## Exercise objective:
Every line of the data must be set down exactly as shown.

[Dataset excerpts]
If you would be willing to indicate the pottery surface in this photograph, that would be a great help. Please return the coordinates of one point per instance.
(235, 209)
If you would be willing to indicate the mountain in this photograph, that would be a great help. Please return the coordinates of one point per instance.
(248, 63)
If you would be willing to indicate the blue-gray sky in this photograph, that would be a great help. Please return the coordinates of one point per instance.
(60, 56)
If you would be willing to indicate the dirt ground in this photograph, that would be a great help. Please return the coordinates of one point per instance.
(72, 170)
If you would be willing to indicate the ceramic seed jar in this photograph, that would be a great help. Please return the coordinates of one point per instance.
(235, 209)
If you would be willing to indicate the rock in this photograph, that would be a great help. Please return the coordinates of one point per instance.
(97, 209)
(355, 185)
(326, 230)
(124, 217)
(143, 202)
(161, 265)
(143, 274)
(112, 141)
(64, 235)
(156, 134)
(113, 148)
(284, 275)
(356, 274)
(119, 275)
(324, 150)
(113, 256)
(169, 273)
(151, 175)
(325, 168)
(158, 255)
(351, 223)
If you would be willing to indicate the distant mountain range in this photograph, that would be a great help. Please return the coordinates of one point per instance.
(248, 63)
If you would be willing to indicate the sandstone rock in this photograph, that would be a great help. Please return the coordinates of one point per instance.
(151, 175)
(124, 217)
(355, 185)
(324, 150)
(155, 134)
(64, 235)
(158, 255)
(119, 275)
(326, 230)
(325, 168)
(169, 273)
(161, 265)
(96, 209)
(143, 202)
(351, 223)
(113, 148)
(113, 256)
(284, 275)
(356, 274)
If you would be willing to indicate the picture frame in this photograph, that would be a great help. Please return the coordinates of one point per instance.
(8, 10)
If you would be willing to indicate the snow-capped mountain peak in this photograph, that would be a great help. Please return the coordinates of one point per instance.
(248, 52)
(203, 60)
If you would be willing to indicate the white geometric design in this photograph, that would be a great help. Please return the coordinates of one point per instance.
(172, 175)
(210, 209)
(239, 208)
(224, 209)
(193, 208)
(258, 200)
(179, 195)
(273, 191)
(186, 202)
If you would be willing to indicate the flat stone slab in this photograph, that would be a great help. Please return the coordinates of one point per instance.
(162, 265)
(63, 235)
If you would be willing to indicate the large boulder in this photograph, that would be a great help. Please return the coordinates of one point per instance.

## Response to this task:
If you would be willing to indicate the pottery surface in this photograph, that would be a great help. Please return the coordinates of one point per instance.
(235, 209)
If you would be willing to indicate the mountain in this photograph, that would be a great help. Please return the coordinates of one point per instance.
(248, 63)
If you would be willing to indicate the blue-gray sky in this photograph, that would be a great help. Please return the coordinates of one point per instance.
(60, 56)
If you would be willing to indicate the dirt ground in this photograph, that would be a great help. Please return the coordinates of one point per instance.
(72, 170)
If you would be willing to indicate the ceramic seed jar in this photograph, that would be a great help. Please return the coordinates of one point per instance.
(235, 209)
If you would be willing to indicate the rock in this photograph, that would be a great help. Please return the coordinates of one point per instance.
(97, 209)
(355, 185)
(326, 230)
(124, 217)
(143, 202)
(161, 265)
(143, 274)
(112, 141)
(64, 235)
(156, 134)
(113, 148)
(284, 275)
(356, 274)
(119, 275)
(324, 150)
(113, 256)
(169, 273)
(151, 175)
(325, 168)
(158, 255)
(351, 223)
If you would be willing to indicate the distant mountain range in this photograph, that would be a great help. Please return the coordinates of one point per instance.
(248, 63)
If you would be willing to indicate the sandstone rock in this photograph, that would be a great help. Please return the coordinates of one point per instance.
(151, 175)
(124, 217)
(355, 185)
(324, 150)
(155, 134)
(64, 235)
(158, 255)
(119, 275)
(326, 230)
(325, 168)
(169, 273)
(161, 265)
(96, 209)
(143, 202)
(351, 223)
(113, 148)
(113, 256)
(284, 275)
(356, 274)
If you would be willing to indicate the picture frame in this photograph, that would be a great help. Please return the coordinates of one point per instance.
(8, 10)
If you would be willing to indicate the snow-capped mountain peak in this photograph, that would be a great help. Please return the coordinates of one point per instance.
(248, 52)
(203, 60)
If you would be willing to indicate the white geometric design in this photograph, that would be a great help. Please return the coordinates of one point per instance.
(172, 175)
(210, 209)
(239, 208)
(224, 209)
(193, 208)
(258, 200)
(179, 195)
(273, 191)
(186, 202)
If you would be willing to indicate the flat stone slab in this photograph, that would be a great help. Please return the coordinates of one point per instance.
(162, 265)
(63, 235)
If you would be willing to indicate the large boulder in this photograph, that would be a great help. Please return the coordinates of one point per instance.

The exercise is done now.